* _FRAGMENTO PROPORCIONADO_:
+---+
Video Game Music: Cómo el capricho de Haruomi Hosono convirtió pitidos en arte
Sobre aquel álbum pionero de 1984 que elevó las melodías arcade a la eternidad sonora.
Tokio, 1984. Un pulso eléctrico recorre las venas de la ciudad. En los callejones de Akihabara, los neones parpadean como luciérnagas mecánicas, reflejándose en las pantallas CRT que zumban con vida propia. Desde los altavoces de las salas de arcade, melodías frenéticas brotan como un torrente, mezclándose con el murmullo de monedas cayendo y el golpeteo rítmico de los botones. El aire lleva un aroma peculiar: circuitos recalentados, cigarrillos mal apagados y el sudor de una juventud atrapada en la fiebre del juego.
+---+
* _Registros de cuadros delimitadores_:
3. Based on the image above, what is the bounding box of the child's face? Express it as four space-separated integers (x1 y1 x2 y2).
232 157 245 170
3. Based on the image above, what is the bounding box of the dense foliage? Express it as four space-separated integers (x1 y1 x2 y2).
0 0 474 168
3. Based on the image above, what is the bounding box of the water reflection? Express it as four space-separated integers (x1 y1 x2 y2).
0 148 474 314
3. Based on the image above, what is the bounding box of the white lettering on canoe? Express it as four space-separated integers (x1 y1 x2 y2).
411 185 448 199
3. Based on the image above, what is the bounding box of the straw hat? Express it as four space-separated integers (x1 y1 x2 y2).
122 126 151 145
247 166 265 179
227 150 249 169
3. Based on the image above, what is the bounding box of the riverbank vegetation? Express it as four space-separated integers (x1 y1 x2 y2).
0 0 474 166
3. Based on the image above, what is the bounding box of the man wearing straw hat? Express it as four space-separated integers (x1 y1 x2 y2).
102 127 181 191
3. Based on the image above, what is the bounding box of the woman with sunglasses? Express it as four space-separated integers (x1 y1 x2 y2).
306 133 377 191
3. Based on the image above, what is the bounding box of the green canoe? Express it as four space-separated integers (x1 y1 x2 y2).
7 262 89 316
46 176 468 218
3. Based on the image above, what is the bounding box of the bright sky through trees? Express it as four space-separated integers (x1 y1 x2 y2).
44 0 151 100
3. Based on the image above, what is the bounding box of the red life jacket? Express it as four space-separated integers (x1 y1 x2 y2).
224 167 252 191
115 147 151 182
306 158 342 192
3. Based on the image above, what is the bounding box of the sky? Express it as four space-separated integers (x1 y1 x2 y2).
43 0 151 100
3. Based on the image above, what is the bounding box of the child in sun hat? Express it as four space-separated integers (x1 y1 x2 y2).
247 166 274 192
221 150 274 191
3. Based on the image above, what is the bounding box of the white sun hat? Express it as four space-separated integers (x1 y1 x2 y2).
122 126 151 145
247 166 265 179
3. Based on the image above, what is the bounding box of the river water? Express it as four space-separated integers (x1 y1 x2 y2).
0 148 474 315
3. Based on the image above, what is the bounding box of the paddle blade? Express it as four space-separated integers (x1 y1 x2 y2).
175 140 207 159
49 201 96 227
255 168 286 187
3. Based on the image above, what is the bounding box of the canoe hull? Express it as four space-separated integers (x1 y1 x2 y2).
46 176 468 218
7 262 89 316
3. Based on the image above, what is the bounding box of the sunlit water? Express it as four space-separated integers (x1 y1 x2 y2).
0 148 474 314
+---+
* _INSTRUCCIÓN 1_:
Cita tal cual el pasaje del artículo sobre el álbum Video Game Music que empieza en "Video Game Music: Cómo" y acaba en "la eternidad sonora.".
* _INSTRUCCIÓN 2_:
Sigue escribiendo el artículo sobre el álbum Video Game Music de Haruomi Hosono a partir de la última oración que aparece.

* _RESPUESTA 1_:
Video Game Music: Cómo el capricho de Haruomi Hosono convirtió pitidos en arte
Sobre aquel álbum pionero de 1984 que elevó las melodías arcade a la eternidad sonora.

* _RESPUESTA 2_:
Entre la marea de adolescentes que intentan dominar Pac-Man y Xevious, y los salarymen que, tras largas jornadas, se refugian en cafés con mesas de pantalla integrada jugando a Space Invaders, un hombre se detiene. No aporrea botones ni busca récords; simplemente escucha. Haruomi Hosono, recién desvinculado de las riendas de Yellow Magic Orchestra (YMO) unos meses antes, siempre ha intuido en esos chirridos de 8 bits un valor que otros no terminaban de apreciar. Mientras la percepción general los relegaba a un mero ruido de fondo, Hosono los veía como un lienzo en bruto, una especie de provocación creativa. Así nació Video Game Music, el primer disco japonés que dio voz a esas melodías pixeladas, una extravagancia que Hosono transformó en arte y que, más de cuatro décadas después, sigue resonando como un eco imposible de acallar.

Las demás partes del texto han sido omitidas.